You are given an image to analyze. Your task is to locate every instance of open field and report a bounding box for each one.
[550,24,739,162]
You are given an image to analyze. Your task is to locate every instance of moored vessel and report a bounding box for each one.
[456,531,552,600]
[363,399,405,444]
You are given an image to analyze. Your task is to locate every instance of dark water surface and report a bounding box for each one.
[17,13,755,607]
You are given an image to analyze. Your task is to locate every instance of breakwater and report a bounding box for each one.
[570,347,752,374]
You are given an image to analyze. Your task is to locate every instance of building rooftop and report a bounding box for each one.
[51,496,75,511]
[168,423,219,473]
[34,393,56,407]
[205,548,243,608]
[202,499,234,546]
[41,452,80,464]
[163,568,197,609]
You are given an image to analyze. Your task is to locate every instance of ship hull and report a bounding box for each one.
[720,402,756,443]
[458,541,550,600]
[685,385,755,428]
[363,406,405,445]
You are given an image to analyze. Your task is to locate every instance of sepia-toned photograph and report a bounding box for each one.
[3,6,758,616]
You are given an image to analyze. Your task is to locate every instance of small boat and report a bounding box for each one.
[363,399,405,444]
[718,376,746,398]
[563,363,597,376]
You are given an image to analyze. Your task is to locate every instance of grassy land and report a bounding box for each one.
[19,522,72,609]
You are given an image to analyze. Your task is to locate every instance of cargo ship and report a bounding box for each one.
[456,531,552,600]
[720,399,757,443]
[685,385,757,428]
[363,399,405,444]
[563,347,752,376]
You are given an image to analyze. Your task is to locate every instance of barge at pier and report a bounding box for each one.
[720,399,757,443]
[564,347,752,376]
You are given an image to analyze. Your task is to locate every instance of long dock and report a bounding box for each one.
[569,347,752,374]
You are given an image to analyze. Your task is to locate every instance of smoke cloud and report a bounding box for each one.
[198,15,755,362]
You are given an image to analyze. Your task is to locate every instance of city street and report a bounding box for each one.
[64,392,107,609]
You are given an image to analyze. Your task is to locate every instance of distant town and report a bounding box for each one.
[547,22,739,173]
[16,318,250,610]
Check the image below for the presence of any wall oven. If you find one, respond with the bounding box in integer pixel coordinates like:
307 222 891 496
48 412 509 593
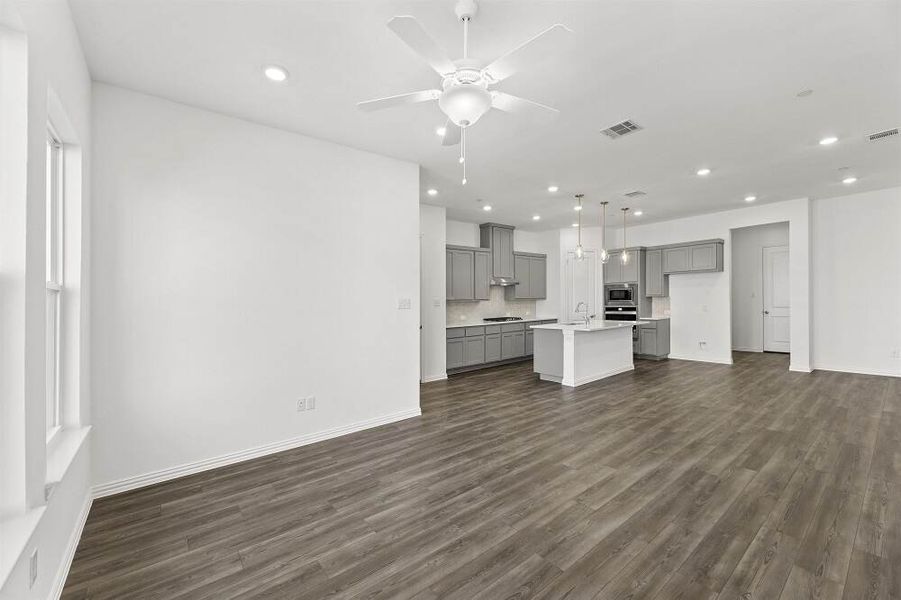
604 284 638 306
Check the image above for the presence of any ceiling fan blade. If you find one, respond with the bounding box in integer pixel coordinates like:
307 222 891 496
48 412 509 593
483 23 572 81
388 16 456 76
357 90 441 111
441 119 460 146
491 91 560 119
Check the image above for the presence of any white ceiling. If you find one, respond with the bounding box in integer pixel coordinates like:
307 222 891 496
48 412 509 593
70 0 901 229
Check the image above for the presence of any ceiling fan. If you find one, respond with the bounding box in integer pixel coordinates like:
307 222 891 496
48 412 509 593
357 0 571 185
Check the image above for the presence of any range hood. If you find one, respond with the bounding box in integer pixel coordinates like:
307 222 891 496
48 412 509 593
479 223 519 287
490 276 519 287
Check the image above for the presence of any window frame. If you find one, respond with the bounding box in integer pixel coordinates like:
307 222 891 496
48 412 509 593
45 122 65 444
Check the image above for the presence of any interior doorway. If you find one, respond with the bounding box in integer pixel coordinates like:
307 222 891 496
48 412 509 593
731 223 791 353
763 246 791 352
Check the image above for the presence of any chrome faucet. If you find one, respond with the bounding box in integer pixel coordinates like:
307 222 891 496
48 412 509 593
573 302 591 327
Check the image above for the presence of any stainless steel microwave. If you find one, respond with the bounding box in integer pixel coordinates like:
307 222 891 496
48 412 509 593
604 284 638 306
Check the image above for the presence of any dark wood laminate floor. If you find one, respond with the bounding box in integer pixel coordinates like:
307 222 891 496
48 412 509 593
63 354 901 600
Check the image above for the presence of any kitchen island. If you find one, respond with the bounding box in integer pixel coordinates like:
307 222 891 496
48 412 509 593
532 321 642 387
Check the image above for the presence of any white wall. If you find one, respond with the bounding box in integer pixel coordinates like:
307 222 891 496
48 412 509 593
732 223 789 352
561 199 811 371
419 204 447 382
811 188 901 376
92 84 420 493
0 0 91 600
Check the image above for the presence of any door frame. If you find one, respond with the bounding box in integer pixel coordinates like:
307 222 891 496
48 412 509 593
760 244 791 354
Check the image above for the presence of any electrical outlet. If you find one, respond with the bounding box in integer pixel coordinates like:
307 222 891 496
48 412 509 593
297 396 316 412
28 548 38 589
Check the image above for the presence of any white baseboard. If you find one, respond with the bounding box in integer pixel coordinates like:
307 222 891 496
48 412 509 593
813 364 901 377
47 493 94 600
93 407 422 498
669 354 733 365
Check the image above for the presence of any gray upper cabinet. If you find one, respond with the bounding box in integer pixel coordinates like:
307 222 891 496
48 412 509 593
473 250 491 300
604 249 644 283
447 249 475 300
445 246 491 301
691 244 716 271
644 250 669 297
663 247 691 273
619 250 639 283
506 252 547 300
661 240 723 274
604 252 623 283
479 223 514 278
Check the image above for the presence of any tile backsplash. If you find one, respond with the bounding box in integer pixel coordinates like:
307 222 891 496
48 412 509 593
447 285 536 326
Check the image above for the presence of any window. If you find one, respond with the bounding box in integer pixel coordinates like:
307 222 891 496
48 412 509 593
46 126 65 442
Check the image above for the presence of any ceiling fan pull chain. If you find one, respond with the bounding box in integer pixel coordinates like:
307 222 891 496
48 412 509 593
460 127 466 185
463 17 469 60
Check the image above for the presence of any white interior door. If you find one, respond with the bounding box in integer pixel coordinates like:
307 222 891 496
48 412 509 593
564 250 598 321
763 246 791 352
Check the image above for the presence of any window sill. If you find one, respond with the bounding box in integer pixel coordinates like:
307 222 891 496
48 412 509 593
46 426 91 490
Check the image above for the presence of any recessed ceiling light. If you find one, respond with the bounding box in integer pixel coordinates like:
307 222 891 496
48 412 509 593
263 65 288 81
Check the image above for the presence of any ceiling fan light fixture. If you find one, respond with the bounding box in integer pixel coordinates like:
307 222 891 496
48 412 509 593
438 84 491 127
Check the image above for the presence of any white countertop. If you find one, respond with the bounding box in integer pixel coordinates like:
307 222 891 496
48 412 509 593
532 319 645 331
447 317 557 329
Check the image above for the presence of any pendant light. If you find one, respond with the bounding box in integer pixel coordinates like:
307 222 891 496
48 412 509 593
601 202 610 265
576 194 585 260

---

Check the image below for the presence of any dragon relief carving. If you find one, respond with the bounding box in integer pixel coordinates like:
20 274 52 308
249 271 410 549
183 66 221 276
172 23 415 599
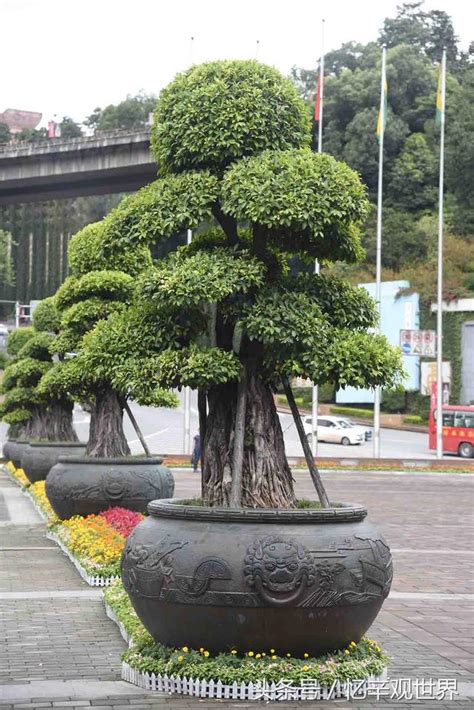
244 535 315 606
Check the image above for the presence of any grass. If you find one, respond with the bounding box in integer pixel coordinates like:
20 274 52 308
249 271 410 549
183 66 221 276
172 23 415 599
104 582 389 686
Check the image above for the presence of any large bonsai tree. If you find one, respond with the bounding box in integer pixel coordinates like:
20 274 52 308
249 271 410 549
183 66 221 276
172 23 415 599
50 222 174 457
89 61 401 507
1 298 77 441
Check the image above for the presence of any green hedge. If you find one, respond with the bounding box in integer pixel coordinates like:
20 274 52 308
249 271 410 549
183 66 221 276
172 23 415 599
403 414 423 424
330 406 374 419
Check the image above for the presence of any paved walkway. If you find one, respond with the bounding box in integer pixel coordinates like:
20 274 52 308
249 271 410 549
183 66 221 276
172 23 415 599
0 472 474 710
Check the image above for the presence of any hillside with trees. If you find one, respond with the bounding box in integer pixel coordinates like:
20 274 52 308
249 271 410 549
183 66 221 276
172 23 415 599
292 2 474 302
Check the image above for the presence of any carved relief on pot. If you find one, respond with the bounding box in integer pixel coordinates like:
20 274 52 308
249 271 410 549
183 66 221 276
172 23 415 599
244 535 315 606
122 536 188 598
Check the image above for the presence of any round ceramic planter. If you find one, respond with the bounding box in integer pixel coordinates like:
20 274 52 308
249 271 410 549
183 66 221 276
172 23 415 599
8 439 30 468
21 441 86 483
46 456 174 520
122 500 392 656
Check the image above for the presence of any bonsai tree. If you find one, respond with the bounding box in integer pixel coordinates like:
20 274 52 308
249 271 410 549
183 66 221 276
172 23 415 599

▶ Aim
Render everything from the line containing "ceiling fan blade." down to the line containing "491 91 560 119", both ends included, as a JSON list of strings with one string per line.

▶ Result of this task
[
  "Check the image above for the presence of any ceiling fan blade. If you find one, respond with the bounding box in integer pixel coordinates like:",
  "307 222 891 496",
  "48 412 509 593",
  "483 23 572 81",
  "388 16 456 76",
  "357 90 441 111",
  "441 119 460 146",
  "491 91 560 119"
]